[Exercise details]
In the rows below, how many lines contain the word "chair"? Reply with the number alone.

[Image location labeling entries]
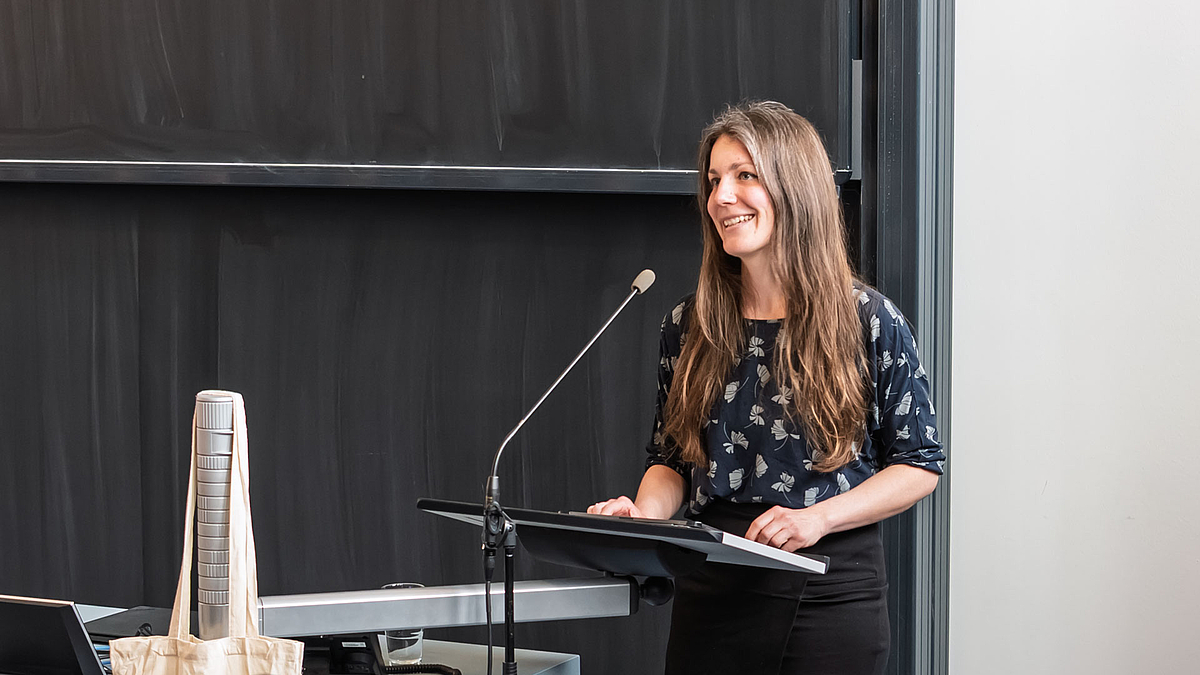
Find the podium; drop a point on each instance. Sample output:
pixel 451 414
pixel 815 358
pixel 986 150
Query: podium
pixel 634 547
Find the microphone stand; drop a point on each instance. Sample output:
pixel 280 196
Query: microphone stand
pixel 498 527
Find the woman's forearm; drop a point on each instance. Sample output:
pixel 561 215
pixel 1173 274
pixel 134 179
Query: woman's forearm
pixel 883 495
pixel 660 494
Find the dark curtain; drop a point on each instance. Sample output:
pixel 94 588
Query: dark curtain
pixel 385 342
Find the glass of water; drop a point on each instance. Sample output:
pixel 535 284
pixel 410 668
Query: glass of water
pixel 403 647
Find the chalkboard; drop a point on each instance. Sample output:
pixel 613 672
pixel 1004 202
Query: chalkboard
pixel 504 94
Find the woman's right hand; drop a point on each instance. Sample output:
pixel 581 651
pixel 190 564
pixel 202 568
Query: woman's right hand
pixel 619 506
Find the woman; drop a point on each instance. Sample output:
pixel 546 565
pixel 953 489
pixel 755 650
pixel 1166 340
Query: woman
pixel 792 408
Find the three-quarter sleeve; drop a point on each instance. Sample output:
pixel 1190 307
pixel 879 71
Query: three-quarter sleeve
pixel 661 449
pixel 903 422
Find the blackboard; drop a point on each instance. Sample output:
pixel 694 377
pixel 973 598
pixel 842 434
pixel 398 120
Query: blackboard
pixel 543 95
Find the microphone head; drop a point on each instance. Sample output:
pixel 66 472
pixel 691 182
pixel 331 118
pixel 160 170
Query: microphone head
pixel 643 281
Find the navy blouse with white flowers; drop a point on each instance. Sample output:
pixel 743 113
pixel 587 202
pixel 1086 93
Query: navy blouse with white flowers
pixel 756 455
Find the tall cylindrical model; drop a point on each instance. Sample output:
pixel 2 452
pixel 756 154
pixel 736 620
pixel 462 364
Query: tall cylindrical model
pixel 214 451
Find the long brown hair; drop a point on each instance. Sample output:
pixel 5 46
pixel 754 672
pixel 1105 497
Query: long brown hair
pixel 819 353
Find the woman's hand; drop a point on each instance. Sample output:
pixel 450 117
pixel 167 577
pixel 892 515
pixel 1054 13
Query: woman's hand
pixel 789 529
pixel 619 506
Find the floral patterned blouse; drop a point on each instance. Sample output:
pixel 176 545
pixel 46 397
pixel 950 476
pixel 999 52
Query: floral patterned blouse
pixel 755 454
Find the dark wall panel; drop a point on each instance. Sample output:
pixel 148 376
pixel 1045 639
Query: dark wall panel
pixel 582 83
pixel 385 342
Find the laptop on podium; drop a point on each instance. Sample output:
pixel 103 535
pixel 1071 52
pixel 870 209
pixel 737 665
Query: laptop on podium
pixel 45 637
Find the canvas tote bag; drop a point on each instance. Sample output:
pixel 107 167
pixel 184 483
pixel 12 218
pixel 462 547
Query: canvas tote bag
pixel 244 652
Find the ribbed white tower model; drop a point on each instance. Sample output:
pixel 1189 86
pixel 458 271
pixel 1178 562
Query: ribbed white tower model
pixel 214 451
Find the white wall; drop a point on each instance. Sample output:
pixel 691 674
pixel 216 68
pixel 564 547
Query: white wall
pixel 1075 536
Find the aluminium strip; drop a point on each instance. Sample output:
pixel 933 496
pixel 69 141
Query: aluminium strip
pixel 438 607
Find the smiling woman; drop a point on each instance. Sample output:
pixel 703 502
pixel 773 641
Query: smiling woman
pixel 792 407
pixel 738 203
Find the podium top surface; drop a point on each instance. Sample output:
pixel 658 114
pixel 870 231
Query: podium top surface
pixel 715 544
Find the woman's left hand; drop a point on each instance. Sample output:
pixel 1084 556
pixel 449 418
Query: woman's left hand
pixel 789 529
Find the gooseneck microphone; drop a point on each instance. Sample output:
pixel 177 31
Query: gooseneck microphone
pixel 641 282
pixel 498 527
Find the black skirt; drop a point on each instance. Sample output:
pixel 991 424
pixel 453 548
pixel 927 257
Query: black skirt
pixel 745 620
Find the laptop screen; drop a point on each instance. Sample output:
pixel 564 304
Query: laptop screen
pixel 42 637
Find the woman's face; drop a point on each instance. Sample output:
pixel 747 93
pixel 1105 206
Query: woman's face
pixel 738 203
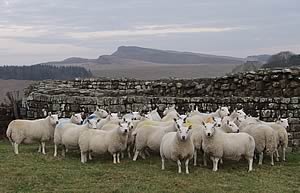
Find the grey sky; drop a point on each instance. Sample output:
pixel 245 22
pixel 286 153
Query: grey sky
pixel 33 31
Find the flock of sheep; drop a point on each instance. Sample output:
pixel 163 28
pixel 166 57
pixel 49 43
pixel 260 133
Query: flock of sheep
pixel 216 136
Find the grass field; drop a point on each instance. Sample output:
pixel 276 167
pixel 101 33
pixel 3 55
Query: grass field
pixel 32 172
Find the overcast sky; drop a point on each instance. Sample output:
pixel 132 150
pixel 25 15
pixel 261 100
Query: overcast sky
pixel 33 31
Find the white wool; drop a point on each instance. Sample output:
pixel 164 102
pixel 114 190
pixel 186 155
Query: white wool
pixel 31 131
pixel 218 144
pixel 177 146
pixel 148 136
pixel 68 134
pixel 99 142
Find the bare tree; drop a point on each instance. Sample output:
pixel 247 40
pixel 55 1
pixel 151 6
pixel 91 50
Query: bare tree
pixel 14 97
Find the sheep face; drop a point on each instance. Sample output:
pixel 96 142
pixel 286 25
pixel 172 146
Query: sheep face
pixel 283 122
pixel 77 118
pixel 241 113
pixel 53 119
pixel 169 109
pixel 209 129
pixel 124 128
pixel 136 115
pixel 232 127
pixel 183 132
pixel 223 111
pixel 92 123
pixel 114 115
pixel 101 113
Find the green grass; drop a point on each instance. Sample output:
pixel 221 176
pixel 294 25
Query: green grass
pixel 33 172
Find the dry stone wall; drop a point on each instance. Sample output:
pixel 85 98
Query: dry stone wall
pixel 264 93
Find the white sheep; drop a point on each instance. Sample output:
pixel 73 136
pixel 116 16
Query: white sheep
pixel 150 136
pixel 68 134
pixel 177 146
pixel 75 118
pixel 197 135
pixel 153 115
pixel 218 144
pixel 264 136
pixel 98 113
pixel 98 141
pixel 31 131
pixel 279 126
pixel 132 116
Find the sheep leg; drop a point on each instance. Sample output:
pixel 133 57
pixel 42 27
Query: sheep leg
--
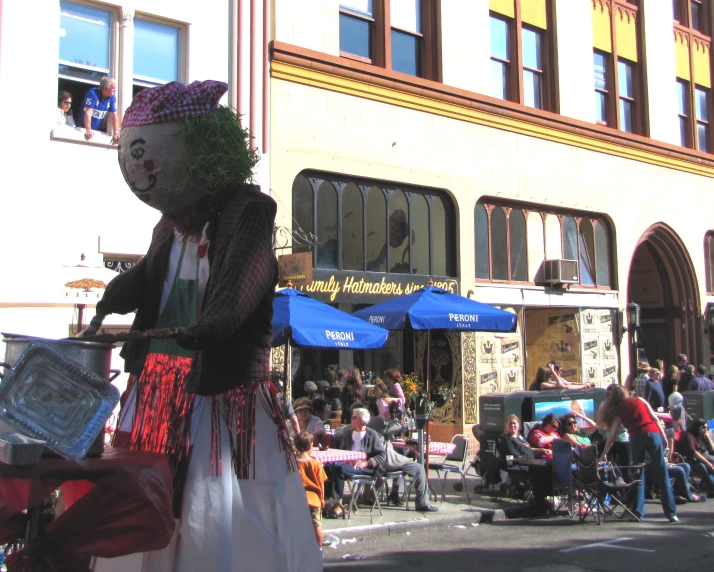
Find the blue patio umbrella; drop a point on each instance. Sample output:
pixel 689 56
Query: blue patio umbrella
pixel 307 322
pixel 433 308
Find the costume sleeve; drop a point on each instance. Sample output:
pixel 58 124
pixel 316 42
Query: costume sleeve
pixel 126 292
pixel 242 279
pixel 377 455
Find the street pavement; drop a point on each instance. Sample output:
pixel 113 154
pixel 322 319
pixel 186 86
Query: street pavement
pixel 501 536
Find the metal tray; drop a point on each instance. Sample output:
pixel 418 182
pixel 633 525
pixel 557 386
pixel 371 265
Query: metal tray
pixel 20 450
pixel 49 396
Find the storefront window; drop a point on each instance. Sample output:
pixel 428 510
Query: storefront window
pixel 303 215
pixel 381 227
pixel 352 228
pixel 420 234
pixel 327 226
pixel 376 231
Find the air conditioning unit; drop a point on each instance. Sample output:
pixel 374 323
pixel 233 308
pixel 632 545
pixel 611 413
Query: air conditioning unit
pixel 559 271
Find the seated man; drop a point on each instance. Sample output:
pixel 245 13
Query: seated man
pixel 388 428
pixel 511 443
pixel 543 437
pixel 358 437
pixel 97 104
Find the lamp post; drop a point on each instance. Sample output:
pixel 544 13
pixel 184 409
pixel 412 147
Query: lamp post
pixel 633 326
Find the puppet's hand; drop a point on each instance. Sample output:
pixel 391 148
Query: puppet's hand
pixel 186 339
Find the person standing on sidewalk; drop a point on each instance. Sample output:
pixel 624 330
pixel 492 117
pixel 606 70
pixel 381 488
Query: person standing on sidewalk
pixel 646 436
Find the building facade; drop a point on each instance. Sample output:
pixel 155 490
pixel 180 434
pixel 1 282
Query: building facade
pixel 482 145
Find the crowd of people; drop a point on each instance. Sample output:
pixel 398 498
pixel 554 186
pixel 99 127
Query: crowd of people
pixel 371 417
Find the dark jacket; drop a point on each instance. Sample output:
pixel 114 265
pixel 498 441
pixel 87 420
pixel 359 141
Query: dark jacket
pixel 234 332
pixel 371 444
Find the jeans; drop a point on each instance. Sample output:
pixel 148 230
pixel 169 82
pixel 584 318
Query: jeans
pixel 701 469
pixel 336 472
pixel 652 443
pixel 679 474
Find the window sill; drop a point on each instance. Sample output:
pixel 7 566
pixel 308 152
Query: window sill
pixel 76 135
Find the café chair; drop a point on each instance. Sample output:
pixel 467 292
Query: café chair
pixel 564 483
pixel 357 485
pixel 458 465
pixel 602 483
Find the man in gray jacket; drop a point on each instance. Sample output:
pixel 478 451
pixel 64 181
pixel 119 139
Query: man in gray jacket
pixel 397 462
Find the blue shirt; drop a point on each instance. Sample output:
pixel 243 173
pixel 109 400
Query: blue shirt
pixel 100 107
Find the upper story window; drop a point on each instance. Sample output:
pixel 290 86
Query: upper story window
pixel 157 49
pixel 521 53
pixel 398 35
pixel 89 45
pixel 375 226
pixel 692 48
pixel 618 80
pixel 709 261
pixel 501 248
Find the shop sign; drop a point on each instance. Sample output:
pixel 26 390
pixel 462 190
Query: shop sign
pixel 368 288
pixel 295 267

[Finished exercise]
2